WHAT YOU WILL DO —
**A)** In the blog excerpt, what did the writer eat at midday once the cattle work was finished?
**B)** Decide whether each statement agrees with the blog excerpt: (i) Grace asked to be sung to while she napped. (ii) The writer sang "Waltzing Matilda" to Grace. (iii) Barry S did the marking and tagging of the calves.

------ SOURCE DOCUMENT ------

One of the best bits was when I softly sang a few bars of my favourite Cajun song, "Colinda" to her.  She said that when I did that, she could have fallen asleep, and would I sing to her while she had a nap?  She then curled up and pretended to sleep, and I sang "Colinda" to her, and then started working through as many of the old colonial songs as I could remember - "Botany Bay" and "Wild Colonial Boy", a few bars of "Black Velvet Band" and "Ten Thousand Miles Away".  My sleep-deprived brain was running out of ideas after this point (which is why I didn't throw in "Waltzing Matilda", for example) and I moved on to anything remotely lullaby-ish ("Non, je ne regrette rien").  I eventually regressed to my university days and moved on to Semisonic's "Singing in my Sleep" when Grace announced that she'd slept enough and wanted to go and finish her cinnamon roll (seemingly she's not a fan of late-90s rock!).  I love that she likes it when Daddy sings to her!

By this point Rachel was out of bed and she and I talked, and she told me what she'd been doing at school in the way 5 year-olds tell you those things (viz, lots of disjointed details, of which the only one I can remember is that the school headmaster has a moustache!).  By then Grace wanted to watch something on the ipad (which would disconnect me).  Rachel tried to dissuade her and I heard her tell Grace "he just wants to spend time with us".  I melted: I just love how much they "get it".  Although I should add that this didn't stop Grace hanging up on me!

Being a long distance Dad isn't great.  But Lordy, I wouldn't swap being a Dad for all the tea in China.

Drafting Cattle and Running

Hi everyone,
 
It's been a good day here in most respects.  Indeed, in nearly all respects!
 
Because I got to bed late after Skyping last night, and had been up early from the get-go, I switched off the alarms on my phone.  I slept very soundly and until about 8:30am.
 
 
 
The morning was taken up with drafting and marking calves.  We had quite a team to do it: Dad doing the marking and tagging, Little Sister and Second Oldest Sister loading up the ear-tags and marking rings, and me, Michael and Barry S droving and drafting them in.
 
 
I lost count of how many cows went through for drenching and calves were marked and tagged.  At any rate it was a beautiful sun-drenched morning for it, and Michael was on his best behaviour.  It was good to have Barry especially: he handles cattle well and he's a very level-headed man.
 
 
We'd finished with the cattle by midday, which happened to coincide with the corned beef finishing in the pot.  Score!  It was as good a piece of silverside as I've ever had, eaten with lettuce and tomatoes.  Oddly, Michael stayed sitting outside on the verandah in a deckchair.  I don't know if he was sulking or just enjoying the sun.  It's just kind of awkward.

------ RECORDS SUPPLIED ------

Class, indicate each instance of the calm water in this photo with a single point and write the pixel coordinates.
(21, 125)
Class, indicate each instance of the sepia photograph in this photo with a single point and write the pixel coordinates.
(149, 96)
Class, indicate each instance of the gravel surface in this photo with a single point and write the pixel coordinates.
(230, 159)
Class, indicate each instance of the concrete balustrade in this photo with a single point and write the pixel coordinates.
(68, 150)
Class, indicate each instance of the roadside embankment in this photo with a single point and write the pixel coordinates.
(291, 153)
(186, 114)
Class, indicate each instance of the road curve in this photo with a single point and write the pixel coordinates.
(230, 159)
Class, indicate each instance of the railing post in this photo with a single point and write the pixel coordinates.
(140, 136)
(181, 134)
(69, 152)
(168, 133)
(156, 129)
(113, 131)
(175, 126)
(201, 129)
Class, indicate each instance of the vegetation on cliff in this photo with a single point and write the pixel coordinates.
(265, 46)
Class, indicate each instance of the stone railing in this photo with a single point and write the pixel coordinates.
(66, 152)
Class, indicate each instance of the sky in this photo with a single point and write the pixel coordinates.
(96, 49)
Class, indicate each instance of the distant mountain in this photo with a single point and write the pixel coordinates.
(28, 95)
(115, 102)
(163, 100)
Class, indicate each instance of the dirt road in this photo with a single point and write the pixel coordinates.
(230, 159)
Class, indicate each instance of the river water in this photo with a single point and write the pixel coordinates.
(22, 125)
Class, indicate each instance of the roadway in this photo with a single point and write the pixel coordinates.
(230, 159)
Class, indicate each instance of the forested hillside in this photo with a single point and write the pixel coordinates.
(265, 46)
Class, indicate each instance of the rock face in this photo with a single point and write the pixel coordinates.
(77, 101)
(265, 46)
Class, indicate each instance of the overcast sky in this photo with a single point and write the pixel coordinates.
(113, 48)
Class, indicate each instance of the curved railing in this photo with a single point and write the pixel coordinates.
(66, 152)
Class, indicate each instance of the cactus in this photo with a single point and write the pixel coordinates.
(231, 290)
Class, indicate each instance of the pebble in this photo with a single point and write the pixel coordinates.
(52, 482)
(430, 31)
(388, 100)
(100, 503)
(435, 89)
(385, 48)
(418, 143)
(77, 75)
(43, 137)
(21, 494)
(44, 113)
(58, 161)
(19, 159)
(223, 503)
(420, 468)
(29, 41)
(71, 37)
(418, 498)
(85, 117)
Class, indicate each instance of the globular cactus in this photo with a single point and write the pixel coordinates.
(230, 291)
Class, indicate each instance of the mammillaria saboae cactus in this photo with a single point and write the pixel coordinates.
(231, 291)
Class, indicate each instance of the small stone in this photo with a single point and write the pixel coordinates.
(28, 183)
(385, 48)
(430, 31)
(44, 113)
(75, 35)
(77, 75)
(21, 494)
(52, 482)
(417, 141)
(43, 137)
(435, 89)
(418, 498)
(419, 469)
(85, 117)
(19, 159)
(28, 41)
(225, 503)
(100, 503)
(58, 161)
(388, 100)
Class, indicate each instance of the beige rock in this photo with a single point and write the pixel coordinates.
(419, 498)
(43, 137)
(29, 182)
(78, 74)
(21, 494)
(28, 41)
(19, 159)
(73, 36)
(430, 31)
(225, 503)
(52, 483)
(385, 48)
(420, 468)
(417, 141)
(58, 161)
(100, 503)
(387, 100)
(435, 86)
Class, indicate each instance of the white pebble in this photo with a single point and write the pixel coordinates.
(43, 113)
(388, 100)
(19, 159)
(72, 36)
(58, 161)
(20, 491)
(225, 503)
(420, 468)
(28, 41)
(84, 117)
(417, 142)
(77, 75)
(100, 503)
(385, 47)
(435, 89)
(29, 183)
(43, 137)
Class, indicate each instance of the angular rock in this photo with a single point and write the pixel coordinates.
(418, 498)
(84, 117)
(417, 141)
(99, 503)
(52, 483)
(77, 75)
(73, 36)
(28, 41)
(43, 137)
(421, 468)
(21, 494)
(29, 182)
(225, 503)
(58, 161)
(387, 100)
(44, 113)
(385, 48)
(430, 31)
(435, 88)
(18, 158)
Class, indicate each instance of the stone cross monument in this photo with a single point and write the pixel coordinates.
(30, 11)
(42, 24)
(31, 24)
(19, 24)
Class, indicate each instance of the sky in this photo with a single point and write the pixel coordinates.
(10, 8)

------

SOLUTIONS TO THE EXERCISE —
**A)** Corned beef (silverside) with lettuce and tomatoes.

**B)**
(i) Yes: "would I sing to her while she had a nap?"
(ii) No: "which is why I didn't throw in "Waltzing Matilda", for example"
(iii) No: "Dad doing the marking and tagging"